Written request: Copy every line of the data from the line with "Query: golf cart seat" through the last line, inclusive. Scale each coordinate in the answers by 0.65 and round to whole numbers, with halves rounding up.

Data shown:
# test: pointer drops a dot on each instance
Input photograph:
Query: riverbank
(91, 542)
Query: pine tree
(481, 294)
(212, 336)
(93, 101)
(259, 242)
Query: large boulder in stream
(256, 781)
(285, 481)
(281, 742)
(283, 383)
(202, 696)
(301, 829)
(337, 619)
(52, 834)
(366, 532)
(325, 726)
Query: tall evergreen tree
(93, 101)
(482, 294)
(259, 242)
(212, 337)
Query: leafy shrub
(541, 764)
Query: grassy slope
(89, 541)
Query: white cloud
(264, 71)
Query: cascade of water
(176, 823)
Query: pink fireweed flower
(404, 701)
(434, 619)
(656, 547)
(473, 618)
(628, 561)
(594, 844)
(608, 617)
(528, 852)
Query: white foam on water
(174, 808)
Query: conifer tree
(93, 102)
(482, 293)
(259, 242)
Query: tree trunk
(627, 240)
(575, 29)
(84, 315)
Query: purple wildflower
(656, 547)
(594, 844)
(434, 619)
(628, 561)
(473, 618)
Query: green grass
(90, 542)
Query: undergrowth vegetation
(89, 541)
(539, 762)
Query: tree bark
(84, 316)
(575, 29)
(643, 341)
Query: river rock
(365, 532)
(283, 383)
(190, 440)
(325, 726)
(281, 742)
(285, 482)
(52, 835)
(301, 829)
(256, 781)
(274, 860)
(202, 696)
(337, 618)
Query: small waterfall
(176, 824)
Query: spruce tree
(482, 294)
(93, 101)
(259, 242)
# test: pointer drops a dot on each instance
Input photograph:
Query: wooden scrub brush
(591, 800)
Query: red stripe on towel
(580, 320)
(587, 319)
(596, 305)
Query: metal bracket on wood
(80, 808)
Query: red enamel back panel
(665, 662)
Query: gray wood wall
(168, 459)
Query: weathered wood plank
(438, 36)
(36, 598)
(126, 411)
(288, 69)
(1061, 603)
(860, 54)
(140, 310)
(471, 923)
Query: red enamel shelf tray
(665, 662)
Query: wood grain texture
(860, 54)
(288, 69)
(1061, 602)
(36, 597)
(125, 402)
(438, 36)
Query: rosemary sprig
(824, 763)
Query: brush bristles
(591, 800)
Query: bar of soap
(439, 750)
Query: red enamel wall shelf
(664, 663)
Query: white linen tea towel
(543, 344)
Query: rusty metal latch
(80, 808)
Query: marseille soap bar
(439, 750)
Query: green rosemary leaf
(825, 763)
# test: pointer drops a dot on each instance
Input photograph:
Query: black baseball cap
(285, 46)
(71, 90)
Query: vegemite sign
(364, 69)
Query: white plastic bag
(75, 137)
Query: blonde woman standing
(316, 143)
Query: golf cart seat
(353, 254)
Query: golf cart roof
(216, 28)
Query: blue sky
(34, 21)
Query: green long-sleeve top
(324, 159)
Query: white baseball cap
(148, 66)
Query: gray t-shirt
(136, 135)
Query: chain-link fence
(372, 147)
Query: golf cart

Solved problem:
Query: golf cart seat
(229, 165)
Query: golf cart roof
(140, 18)
Query: blue sky
(22, 14)
Query: green long-sleeve top
(211, 103)
Query: white baseball cap
(96, 43)
Query: gray t-shirt
(88, 88)
Query: chain-link fence
(242, 96)
Query: golf cart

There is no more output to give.